**Data lines**
>> Start
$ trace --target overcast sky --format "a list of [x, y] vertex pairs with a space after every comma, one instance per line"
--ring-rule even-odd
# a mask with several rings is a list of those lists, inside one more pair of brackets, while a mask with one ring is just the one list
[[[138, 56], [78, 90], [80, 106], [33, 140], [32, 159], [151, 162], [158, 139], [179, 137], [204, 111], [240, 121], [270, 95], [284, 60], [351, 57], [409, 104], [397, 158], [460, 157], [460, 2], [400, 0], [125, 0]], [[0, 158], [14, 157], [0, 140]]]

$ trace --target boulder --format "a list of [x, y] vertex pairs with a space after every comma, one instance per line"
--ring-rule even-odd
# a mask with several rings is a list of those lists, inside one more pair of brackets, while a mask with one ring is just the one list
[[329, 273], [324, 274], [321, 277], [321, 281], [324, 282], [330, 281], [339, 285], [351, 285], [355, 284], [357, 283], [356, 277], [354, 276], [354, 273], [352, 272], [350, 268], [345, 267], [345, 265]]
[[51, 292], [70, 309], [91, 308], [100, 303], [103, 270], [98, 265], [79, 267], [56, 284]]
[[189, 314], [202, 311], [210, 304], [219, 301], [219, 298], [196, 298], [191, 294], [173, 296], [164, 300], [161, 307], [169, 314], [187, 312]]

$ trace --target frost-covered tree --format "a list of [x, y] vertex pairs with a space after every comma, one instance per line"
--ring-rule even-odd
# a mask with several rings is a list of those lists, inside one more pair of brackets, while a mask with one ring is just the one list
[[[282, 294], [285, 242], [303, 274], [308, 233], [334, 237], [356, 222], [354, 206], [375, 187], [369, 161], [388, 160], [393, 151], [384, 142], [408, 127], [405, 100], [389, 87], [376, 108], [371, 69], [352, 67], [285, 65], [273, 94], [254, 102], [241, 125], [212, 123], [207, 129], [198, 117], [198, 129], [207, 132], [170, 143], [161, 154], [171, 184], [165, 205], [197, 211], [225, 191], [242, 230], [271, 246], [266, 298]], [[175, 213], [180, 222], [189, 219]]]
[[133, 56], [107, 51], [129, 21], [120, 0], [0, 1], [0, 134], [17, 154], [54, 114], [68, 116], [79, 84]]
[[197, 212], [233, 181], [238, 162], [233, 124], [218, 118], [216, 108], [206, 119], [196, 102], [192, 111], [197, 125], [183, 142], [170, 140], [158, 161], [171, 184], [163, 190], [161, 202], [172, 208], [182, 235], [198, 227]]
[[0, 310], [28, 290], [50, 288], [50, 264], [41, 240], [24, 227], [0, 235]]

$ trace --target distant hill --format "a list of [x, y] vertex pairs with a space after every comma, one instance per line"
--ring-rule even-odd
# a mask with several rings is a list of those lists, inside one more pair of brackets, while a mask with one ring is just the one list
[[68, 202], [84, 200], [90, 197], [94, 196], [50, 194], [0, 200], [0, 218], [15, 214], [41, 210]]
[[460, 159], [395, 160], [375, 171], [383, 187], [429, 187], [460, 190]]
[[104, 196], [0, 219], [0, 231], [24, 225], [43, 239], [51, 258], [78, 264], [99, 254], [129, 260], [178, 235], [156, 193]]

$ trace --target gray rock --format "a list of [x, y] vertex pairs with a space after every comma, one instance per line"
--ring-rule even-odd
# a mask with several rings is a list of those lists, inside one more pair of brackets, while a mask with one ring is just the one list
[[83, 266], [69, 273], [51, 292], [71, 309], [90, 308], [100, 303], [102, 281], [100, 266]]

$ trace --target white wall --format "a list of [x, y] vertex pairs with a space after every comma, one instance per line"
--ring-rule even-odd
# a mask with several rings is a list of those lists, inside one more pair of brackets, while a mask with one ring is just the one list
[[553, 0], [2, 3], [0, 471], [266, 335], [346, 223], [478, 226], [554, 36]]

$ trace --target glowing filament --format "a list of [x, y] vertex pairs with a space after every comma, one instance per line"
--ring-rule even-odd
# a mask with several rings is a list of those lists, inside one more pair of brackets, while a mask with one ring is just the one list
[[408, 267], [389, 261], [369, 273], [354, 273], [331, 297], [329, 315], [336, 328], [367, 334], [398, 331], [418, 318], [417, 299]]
>> End
>> Start
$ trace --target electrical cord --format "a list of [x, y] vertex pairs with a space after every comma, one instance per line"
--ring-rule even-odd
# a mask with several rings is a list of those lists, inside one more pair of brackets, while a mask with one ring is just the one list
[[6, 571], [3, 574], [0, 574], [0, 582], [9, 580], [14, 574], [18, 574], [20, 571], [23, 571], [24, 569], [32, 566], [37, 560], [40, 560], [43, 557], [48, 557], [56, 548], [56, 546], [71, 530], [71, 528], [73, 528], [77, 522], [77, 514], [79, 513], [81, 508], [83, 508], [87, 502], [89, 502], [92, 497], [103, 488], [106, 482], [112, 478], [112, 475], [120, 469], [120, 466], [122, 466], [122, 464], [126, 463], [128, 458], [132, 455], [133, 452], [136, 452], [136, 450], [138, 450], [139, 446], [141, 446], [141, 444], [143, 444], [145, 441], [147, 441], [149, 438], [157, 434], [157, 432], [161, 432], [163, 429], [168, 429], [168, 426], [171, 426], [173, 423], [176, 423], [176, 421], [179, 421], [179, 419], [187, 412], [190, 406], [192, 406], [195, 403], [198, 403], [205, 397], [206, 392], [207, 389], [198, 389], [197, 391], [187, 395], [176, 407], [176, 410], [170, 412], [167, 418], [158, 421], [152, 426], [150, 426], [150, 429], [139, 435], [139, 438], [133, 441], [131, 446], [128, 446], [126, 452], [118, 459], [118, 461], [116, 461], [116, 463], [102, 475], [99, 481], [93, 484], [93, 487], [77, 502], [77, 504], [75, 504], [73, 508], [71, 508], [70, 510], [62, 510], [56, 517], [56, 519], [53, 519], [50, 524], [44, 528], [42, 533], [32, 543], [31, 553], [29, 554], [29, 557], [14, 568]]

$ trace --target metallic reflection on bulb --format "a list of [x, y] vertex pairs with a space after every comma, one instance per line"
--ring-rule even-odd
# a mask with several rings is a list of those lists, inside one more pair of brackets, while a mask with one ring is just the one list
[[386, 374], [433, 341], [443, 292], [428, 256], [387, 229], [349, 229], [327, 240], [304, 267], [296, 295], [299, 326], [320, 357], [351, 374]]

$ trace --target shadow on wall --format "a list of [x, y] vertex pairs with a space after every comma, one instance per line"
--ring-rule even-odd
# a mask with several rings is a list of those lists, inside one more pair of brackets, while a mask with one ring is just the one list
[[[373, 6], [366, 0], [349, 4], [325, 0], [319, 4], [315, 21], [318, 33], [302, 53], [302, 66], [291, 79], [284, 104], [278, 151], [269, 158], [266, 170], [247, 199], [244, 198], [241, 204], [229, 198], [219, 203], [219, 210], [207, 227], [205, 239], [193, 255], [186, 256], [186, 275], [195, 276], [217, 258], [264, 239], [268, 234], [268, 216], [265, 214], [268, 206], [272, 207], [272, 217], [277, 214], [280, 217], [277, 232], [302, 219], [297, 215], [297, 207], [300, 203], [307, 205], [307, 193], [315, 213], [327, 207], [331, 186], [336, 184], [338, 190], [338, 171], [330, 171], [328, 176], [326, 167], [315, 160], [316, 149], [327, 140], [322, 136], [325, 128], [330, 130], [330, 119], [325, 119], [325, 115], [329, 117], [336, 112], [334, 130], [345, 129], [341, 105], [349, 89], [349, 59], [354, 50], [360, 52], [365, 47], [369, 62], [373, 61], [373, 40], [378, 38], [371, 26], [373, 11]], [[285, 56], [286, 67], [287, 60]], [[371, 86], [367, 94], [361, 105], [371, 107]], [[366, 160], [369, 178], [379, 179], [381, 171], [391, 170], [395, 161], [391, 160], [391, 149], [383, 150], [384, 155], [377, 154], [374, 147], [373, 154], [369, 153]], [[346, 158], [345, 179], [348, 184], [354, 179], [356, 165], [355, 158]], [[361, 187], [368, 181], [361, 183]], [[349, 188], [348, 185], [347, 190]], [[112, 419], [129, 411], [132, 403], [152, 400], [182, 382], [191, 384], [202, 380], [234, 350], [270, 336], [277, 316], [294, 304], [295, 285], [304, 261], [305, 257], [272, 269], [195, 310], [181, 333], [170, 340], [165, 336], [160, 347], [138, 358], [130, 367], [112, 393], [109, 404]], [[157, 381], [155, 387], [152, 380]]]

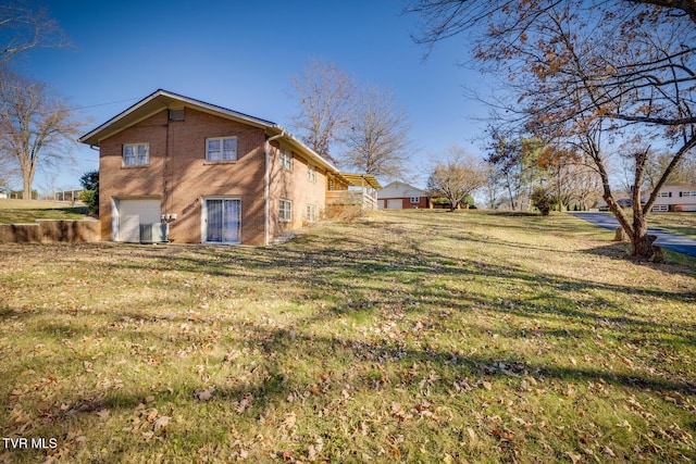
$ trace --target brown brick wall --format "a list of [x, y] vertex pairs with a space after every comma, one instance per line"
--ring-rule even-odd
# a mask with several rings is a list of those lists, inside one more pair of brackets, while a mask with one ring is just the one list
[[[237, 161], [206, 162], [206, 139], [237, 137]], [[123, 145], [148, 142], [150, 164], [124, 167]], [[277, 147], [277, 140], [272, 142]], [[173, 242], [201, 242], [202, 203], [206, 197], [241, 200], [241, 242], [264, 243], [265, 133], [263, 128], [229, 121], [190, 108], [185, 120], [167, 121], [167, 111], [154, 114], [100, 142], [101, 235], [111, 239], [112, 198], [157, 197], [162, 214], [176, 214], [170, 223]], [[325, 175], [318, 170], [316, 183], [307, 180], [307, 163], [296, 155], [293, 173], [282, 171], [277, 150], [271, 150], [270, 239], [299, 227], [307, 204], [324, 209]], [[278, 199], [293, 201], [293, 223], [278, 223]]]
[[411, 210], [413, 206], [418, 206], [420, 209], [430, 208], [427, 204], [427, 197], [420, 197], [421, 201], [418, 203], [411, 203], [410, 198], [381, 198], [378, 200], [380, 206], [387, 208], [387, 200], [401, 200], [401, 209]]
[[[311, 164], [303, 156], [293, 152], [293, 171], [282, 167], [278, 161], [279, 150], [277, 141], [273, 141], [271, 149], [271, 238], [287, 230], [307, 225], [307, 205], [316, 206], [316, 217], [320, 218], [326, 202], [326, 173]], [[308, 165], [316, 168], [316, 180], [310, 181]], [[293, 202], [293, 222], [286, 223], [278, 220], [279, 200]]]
>> End
**Stated problem**
Convert the records between the lines holding "trace --target white" and "318], [417, 299]]", inclusive, into a two-column CSV with the columns instruction and output. Give each record one row, put each field in double quotes, and replace line breaks with spaces.

**Result**
instruction,output
"$ trace --target white wall --format ""a list of [x, y] vertex pairs with a space after every comma, one instance per line"" --ring-rule even-odd # a mask with several rings is a list of those lists, inside one more pair of brackets, while a mask with one ring is just the one list","[[553, 0], [2, 3], [0, 471], [266, 335], [346, 223], [478, 226], [554, 36]]"
"$ trace --target glowing filament --format ""a list of [x, y] vertex pairs with a space after every comma, one instance per line"" --ring-rule even-odd # a mask with several rings is a list of those lists, inside one more pair of brackets, while a mask with one ring is just the one list","[[408, 267], [389, 261], [369, 273], [354, 273], [331, 297], [329, 315], [336, 328], [367, 334], [398, 331], [418, 318], [417, 299]]"